━━━ ИСХОДНЫЙ ОТРЫВОК ━━━
Критика смешанной экономики приобрела теоретический окрас с возникновением теории общественного выбора, которая стремилась изобразить работу демократических политических институтов в виде «рынка голосов». Стандартным для этой теории стал вывод – несколько неожиданный, учитывая ее изначальные интенции, – который гласил, что реальные рынки более совершенны, чем политические. Если раньше всячески старались доказать маловажность и автоматическую корректировку провалов рынка, то теперь благодаря теории общественного выбора в оборот вошла идея «провалов государства». Как утверждалось, группы интересов вносят систематические искажения в политический процесс, и поэтому издержки государственного вмешательства всегда оказываются выше издержек от рыночных несовершенств, которые это государство стремится исправить.
В адрес государственной собственности также посыпались обвинения: в конце 1970-х годов появилась теория прав собственности. Она гласила, что частные корпорации несут ответственность перед акционерами, а следовательно, у менеджмента стимулы обеспечивать эффективность всегда сильнее, чем у чиновников на государственных предприятиях. Хотя результаты многолетних исследований свидетельствовали об обратном – что рядовые акционеры практически бессильны, – теория прав собственности отвечала политическим задачам момента и была встречена с воодушевлением.
Практическое применение теоретических наработок стало возможным в 1979 году с приходом к власти в Великобритании Маргарет Тэтчер. Разочарование кейнсианским управлением макроэкономикой в 1970-х годах, не слишком сильный рост британской экономики на фоне других стран после 1945 года (или начиная с более раннего периода), полноценный кризис конца 1970-х годов – все эти обстоятельства способствовали росту недовольства смешанной экономикой и государственной собственностью.
━━━ ЗАПИСИ ДАННЫХ ━━━
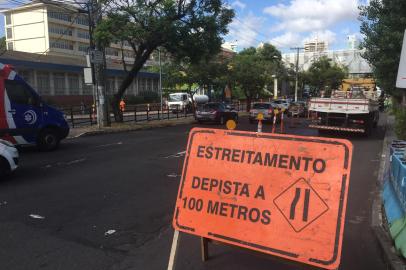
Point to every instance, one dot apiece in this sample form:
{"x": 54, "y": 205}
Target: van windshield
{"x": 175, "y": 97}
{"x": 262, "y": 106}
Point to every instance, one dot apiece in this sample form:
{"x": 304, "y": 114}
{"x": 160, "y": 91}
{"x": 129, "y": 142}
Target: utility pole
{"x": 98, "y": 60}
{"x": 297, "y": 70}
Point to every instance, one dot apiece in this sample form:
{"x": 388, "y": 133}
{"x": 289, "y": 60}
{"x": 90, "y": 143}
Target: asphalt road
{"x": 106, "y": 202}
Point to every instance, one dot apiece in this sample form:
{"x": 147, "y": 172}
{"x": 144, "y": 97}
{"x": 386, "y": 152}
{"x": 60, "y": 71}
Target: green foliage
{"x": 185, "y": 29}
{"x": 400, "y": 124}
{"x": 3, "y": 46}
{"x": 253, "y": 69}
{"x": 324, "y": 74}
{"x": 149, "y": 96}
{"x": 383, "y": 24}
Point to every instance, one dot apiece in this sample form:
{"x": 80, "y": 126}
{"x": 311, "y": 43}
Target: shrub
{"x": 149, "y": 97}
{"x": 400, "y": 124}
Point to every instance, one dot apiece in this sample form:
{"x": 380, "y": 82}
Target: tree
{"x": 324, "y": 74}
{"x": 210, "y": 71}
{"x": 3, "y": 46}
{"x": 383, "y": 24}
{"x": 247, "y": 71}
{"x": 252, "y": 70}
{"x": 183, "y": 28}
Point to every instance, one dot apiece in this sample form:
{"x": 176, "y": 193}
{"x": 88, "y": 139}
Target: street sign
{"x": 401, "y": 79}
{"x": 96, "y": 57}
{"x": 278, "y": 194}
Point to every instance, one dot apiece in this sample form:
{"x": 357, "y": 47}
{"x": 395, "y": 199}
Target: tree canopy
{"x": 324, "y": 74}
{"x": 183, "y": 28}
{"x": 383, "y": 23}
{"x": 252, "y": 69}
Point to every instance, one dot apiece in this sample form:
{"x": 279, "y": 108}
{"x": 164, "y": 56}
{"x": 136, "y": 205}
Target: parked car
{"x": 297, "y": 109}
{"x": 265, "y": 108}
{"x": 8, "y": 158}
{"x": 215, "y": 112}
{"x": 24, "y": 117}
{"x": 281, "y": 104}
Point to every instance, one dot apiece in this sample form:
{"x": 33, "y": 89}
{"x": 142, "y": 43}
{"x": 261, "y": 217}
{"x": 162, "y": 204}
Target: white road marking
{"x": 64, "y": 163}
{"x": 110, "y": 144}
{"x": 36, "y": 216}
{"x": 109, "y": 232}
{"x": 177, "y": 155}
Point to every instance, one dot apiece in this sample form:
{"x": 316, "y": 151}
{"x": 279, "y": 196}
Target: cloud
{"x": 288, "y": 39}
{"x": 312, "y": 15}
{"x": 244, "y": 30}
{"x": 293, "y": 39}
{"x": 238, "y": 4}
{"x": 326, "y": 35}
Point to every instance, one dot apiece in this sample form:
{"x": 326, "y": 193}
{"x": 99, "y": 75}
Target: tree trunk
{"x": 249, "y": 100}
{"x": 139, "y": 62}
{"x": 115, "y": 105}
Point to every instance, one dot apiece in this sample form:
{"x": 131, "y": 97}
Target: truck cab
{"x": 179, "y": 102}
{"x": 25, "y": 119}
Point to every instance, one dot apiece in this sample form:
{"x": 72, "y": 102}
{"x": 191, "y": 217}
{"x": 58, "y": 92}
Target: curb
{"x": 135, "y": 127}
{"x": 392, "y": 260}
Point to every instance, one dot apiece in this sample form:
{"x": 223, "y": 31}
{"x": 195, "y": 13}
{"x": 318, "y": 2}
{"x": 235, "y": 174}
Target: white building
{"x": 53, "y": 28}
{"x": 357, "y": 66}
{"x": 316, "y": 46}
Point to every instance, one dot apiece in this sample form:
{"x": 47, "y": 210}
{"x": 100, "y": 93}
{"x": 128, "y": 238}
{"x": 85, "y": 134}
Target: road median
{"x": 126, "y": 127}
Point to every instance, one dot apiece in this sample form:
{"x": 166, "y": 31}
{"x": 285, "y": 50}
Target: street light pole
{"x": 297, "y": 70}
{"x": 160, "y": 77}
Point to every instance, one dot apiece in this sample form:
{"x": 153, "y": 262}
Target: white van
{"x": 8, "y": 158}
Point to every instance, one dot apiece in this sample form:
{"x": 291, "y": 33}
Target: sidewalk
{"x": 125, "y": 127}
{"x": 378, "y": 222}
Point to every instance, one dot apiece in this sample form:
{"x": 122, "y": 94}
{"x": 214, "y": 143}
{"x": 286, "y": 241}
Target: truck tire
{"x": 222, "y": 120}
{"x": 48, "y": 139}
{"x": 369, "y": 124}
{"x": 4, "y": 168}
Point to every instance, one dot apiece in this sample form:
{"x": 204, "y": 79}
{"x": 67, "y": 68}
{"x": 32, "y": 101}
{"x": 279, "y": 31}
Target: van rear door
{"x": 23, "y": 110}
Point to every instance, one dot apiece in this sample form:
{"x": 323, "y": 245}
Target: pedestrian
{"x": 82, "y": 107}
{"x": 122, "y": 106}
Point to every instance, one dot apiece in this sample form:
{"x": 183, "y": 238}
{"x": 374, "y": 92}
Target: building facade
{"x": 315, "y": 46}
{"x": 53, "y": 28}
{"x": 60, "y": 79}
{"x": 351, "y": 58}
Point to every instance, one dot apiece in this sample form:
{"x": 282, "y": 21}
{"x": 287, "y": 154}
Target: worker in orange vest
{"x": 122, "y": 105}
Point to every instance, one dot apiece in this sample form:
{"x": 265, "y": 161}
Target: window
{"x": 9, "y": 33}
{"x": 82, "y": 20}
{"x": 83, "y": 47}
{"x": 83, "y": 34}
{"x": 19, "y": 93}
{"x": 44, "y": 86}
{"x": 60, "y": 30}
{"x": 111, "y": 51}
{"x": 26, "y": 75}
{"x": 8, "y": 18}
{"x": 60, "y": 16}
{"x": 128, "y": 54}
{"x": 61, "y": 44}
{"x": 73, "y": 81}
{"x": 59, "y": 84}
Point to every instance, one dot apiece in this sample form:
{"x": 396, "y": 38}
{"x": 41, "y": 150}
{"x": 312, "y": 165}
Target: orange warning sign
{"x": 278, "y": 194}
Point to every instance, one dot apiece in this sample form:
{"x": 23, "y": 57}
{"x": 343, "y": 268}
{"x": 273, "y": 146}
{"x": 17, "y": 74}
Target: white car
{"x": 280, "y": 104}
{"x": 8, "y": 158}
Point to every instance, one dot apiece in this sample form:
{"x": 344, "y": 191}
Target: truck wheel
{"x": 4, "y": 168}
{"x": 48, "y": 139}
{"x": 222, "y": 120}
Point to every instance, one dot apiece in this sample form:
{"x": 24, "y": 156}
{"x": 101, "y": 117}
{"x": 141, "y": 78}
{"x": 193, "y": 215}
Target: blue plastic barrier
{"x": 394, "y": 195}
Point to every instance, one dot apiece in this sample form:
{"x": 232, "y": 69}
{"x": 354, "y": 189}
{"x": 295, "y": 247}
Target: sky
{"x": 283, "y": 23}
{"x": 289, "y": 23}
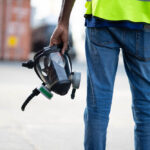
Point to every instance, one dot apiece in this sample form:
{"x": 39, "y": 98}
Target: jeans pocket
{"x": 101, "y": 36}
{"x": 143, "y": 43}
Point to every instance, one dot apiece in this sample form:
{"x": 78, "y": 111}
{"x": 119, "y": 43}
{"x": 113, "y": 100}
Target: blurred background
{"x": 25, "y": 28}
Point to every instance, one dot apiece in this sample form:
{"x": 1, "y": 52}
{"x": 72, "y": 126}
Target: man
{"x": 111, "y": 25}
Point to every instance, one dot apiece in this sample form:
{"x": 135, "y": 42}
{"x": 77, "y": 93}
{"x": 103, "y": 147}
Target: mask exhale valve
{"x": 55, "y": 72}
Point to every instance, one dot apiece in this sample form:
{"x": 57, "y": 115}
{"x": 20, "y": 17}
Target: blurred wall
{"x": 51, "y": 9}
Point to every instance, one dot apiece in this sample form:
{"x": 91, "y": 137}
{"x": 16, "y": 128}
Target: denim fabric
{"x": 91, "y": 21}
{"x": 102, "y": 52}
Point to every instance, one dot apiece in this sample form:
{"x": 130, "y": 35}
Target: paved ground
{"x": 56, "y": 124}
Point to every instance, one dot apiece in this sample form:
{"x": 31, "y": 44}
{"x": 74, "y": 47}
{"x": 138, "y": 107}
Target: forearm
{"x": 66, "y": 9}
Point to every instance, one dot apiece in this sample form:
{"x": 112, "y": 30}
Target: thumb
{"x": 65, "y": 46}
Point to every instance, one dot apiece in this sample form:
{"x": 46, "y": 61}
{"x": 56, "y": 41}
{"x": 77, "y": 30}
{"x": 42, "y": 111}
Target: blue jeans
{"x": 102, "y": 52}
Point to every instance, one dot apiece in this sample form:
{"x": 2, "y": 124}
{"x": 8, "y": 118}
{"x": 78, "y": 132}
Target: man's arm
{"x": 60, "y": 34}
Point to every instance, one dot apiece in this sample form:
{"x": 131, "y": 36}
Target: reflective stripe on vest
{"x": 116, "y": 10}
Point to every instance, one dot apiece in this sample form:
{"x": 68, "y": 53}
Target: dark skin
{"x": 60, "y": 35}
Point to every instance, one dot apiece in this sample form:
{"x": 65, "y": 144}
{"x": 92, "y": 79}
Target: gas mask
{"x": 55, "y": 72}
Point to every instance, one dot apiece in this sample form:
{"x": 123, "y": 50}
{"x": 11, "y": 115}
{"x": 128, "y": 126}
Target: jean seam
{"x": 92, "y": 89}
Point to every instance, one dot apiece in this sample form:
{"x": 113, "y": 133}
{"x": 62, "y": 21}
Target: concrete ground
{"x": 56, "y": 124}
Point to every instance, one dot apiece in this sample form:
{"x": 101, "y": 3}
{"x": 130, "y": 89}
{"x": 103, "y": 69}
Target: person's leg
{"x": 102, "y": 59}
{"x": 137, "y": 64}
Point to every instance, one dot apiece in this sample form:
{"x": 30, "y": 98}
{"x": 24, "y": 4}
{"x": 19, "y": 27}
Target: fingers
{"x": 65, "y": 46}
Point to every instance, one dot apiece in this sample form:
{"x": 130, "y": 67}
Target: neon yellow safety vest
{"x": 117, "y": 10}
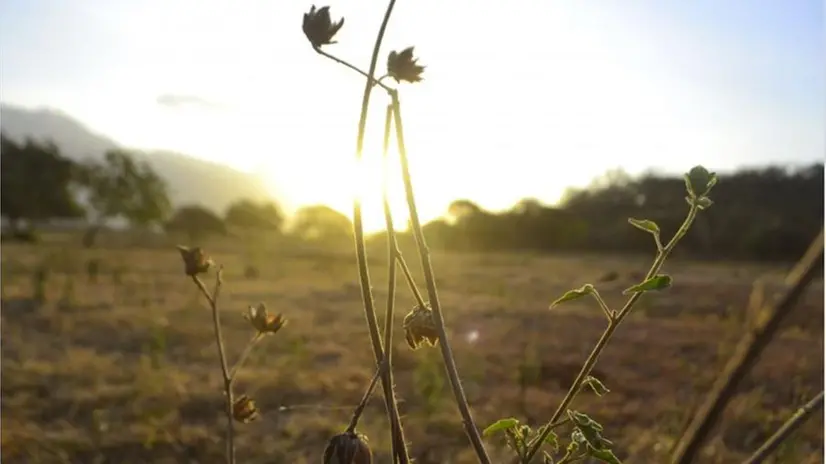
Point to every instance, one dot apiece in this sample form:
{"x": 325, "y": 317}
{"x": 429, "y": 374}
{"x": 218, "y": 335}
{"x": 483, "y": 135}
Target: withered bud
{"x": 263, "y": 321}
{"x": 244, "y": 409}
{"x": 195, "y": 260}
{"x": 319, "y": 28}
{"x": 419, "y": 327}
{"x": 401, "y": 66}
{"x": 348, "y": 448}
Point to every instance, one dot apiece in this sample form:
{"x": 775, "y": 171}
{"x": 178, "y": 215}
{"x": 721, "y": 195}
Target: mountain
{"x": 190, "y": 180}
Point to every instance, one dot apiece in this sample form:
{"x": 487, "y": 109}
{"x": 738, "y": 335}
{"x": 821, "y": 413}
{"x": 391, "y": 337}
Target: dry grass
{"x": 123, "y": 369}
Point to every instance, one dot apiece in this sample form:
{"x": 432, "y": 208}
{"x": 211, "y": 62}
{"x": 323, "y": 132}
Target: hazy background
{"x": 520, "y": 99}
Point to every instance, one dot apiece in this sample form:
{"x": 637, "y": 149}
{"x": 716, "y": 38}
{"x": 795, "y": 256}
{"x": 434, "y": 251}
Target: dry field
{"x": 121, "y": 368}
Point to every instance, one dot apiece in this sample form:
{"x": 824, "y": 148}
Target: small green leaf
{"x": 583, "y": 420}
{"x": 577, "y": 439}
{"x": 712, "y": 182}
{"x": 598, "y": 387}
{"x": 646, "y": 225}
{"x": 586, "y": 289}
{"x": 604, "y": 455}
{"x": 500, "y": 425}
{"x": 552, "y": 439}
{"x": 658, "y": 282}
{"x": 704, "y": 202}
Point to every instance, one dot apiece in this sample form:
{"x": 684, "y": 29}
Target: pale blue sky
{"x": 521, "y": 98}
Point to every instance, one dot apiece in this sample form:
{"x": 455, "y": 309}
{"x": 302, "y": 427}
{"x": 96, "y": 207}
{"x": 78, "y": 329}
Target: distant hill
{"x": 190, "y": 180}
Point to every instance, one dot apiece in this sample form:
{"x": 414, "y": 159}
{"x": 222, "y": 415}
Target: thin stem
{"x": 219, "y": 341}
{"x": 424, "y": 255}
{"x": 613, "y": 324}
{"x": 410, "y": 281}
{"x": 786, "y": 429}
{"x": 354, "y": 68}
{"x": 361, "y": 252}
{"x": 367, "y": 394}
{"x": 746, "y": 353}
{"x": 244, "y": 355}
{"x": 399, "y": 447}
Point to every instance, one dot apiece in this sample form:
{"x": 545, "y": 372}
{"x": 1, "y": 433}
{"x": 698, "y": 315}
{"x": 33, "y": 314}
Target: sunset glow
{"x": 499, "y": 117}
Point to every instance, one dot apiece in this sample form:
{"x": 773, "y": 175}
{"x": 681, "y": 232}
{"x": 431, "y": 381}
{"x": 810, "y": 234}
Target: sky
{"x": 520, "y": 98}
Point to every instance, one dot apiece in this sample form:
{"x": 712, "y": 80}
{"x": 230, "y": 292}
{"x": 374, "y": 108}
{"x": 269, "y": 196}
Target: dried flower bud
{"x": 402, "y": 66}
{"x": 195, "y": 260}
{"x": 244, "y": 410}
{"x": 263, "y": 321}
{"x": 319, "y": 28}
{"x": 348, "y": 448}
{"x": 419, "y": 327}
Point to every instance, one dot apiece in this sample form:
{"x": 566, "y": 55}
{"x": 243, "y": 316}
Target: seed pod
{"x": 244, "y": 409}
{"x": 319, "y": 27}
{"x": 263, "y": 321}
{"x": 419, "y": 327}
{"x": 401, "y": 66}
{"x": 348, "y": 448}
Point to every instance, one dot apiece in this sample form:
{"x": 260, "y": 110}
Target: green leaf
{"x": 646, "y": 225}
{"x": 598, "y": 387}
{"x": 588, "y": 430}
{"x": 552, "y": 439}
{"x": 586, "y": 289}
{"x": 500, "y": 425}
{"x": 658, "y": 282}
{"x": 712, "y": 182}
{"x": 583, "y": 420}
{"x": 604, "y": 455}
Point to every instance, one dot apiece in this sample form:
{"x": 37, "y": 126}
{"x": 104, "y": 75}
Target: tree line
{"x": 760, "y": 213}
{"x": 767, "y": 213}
━━━
■ ЗАДАНИЯ ■
- A) Перепишите из отрывка о критике смешанной экономики всё, начиная со слов «В адрес государственной» и вниз до слов «встречена с воодушевлением.».
- B) Перечислите все обстоятельства, которые, по словам отрывка о критике смешанной экономики, способствовали росту недовольства смешанной экономикой и государственной собственностью.

■ ОТВЕТЫ ПО ПОРЯДКУ ■
- A)
В адрес государственной собственности также посыпались обвинения: в конце 1970-х годов появилась теория прав собственности. Она гласила, что частные корпорации несут ответственность перед акционерами, а следовательно, у менеджмента стимулы обеспечивать эффективность всегда сильнее, чем у чиновников на государственных предприятиях. Хотя результаты многолетних исследований свидетельствовали об обратном – что рядовые акционеры практически бессильны, – теория прав собственности отвечала политическим задачам момента и была встречена с воодушевлением.

- B)
- разочарование кейнсианским управлением макроэкономикой в 1970-х годах;
- не слишком сильный рост британской экономики на фоне других стран после 1945 года (или начиная с более раннего периода);
- полноценный кризис конца 1970-х годов.